Waterfront Apartments– Investing in Multifamily Development


You are an acquisitions person who oversees new investments in the northeastern region of the United States.  Apartment development has been a hot theme recently, so you have been a first call for several builders lately.  One of your best development partners with significant experience in building class‐A urban residential  properties sends you a new development investment opportunity that you think would be an excellent long‐term hold.  

Unfortunately, the only capital you have to invest has a core and core plus strategy that does not invest in the development projects.  However, the fund will invest in “pre‐sale” acquisitions – meaning the fund will commit, before a property is built, to acquire it at completion before it is leased.  As long as you can underwrite the rents and expenses properly, you can acquire the property at a slight discount to what it would be worth when it is stabilized.  

Property  Summary  

The Project will consist of 282 units in a 4‐story wooden frame building with 193 parking spaces.  The proposed unit mix is 10% studio units (570 SF), 50% one bedroom units (800 SF), and 40% two bedroom units (1200 SF).  Two elevators will service all floors of the property including  the parking garage.

● ● ● ● ● ● ●

Task set »
• A. In the Waterfront Apartments case, rewrite the passage between "Unfortunately, the only" and "it is stabilized.", inclusive, replacing "fund" with "investment vehicle".
• B. Using the Waterfront Apartments case, answer these:
(i) How many units will the Project consist of?
(ii) What strategy does the only capital available to invest have?
(iii) What share of the proposed unit mix is two bedroom units?
• C. Continue the Waterfront Apartments case from its final sentence.
The material that comes next has no connection to the text above.

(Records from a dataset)
● ● ● ● ● ● ●

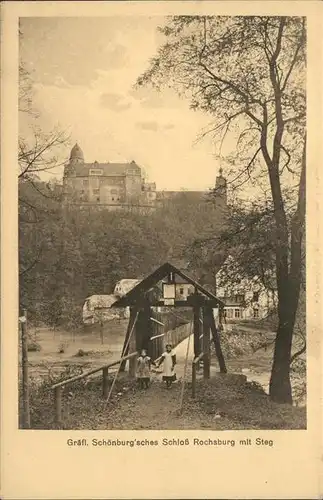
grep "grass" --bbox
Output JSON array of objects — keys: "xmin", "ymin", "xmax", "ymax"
[
  {"xmin": 19, "ymin": 320, "xmax": 128, "ymax": 383},
  {"xmin": 22, "ymin": 374, "xmax": 306, "ymax": 430},
  {"xmin": 20, "ymin": 320, "xmax": 306, "ymax": 430}
]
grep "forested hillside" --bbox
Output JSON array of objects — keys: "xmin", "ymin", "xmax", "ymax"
[{"xmin": 19, "ymin": 179, "xmax": 223, "ymax": 326}]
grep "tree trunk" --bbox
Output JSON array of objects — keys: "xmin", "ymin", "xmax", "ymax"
[{"xmin": 269, "ymin": 314, "xmax": 294, "ymax": 404}]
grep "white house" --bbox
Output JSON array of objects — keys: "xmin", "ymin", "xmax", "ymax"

● ● ● ● ● ● ●

Answers to the exercises »
• A.
Unfortunately, the only capital you have to invest has a core and core plus strategy that does not invest in the development projects.  However, the investment vehicle will invest in “pre‐sale” acquisitions – meaning the investment vehicle will commit, before a property is built, to acquire it at completion before it is leased.  As long as you can underwrite the rents and expenses properly, you can acquire the property at a slight discount to what it would be worth when it is stabilized.

• B.
(i) 282 units
(ii) A core and core plus strategy
(iii) 40%

• C.
The community will include a top of the line amenity package including a fitness center with yoga room, a screening room, resident lounge, game room and conference room.  Apartments will have 9’ ceilings, wood floors, stainless steel appliances, wood kitchen cabinets, stone countertops, full size washer/dryer units
and high‐end bathroom fixtures.  Some units will also feature private balconies and walk‐in closets.
The property will be located along the waterfront in East Boston, MA and will overlook the downtown skyline.  East Boston is a dense urban neighborhood with a predominantly Hispanic and Italian demographic with many restaurants  and stores that cater to the local population.
The Project is part of a large scale development which will include nearly 600 apartments and approximately 70,000 square feet of new retail and public use space upon completion. The project will have convenient access to public transportation options as well as Boston’s Logan Airport.   The site is a five‐minute walk from the MBTA public subway system, which offers access throughout Boston as well as several bus lines.  The airport is approximately 10 minutes from the property.  

Evaluate the opportunity to acquire and renovate Meadow Apartments.  Please create an Excel model and memo to explain your thoughts.  Students are encouraged to work together and may present work to the class for additional credit.  Brevity is encouraged – the best work is concise and to the point.  
1) What price are you are willing to pay for the land if this were a ground‐up development project?  Please justify the price by performing a “yield on cost” calculation assuming the investment has an opportunistic profile, which would require 6.5% yield on cost (5.0% market cap + 30% investment margin).  Assume hard costs are $275/SF and soft costs are $50/SF.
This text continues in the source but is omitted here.